Reproduce the lines from the one containing "Tag the weeping" through the end of the items, including the requests. Multiply each point coordinate in the answers by 0.65 and round to whole numbers with halves rounded up, keep the sample coordinates in the requests unchanged, and leave the picture out.

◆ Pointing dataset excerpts

• • • • •

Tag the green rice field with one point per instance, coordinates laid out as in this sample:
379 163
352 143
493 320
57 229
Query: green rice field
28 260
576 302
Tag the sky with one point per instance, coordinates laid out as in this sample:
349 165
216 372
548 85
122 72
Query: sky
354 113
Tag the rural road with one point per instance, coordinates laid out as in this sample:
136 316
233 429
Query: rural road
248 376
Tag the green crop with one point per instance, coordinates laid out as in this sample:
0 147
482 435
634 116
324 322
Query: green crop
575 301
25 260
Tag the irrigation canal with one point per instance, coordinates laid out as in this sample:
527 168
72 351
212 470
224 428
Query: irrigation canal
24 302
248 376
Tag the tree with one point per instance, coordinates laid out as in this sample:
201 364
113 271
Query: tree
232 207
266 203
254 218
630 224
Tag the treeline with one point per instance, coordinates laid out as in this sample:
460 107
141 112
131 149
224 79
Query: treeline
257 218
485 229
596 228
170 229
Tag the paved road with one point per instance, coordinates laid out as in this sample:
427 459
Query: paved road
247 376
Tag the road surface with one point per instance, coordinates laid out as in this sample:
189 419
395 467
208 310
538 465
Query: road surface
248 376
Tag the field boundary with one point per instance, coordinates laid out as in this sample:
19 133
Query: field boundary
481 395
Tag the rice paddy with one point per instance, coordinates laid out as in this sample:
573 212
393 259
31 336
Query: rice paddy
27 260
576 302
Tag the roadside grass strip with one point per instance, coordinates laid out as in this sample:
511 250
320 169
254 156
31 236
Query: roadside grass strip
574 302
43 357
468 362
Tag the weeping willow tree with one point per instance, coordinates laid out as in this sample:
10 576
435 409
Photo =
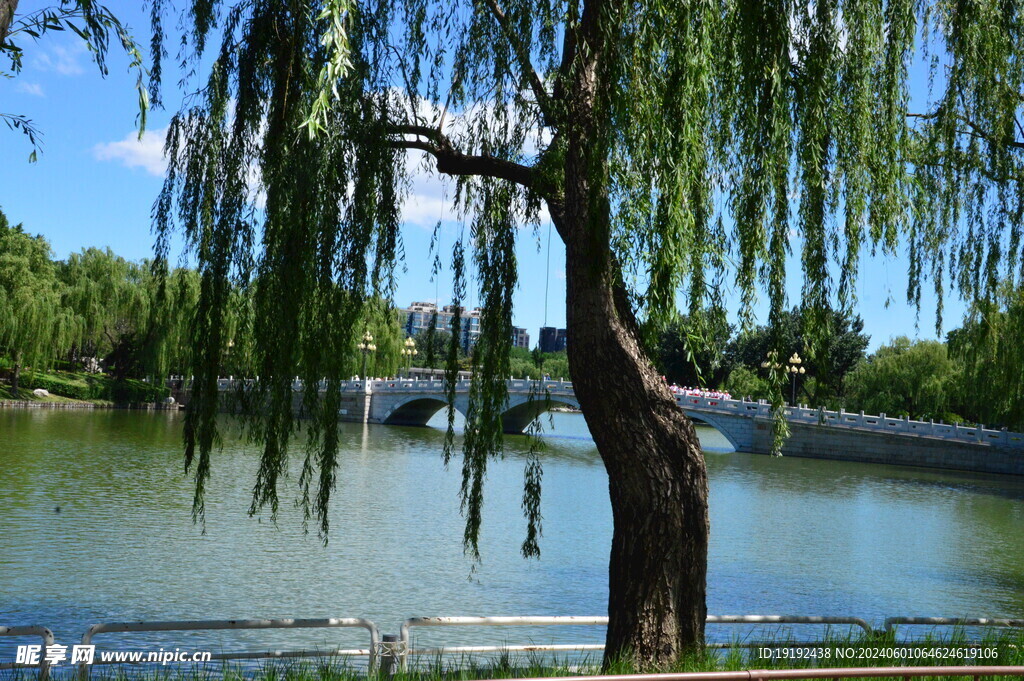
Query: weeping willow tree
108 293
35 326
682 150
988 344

• • • • •

◆ Full output
Tag the weeping willow tree with one point per instance, coordinates laid out as in this sample:
10 576
435 409
Photo =
Query: weeping willow tree
70 190
23 212
443 98
642 224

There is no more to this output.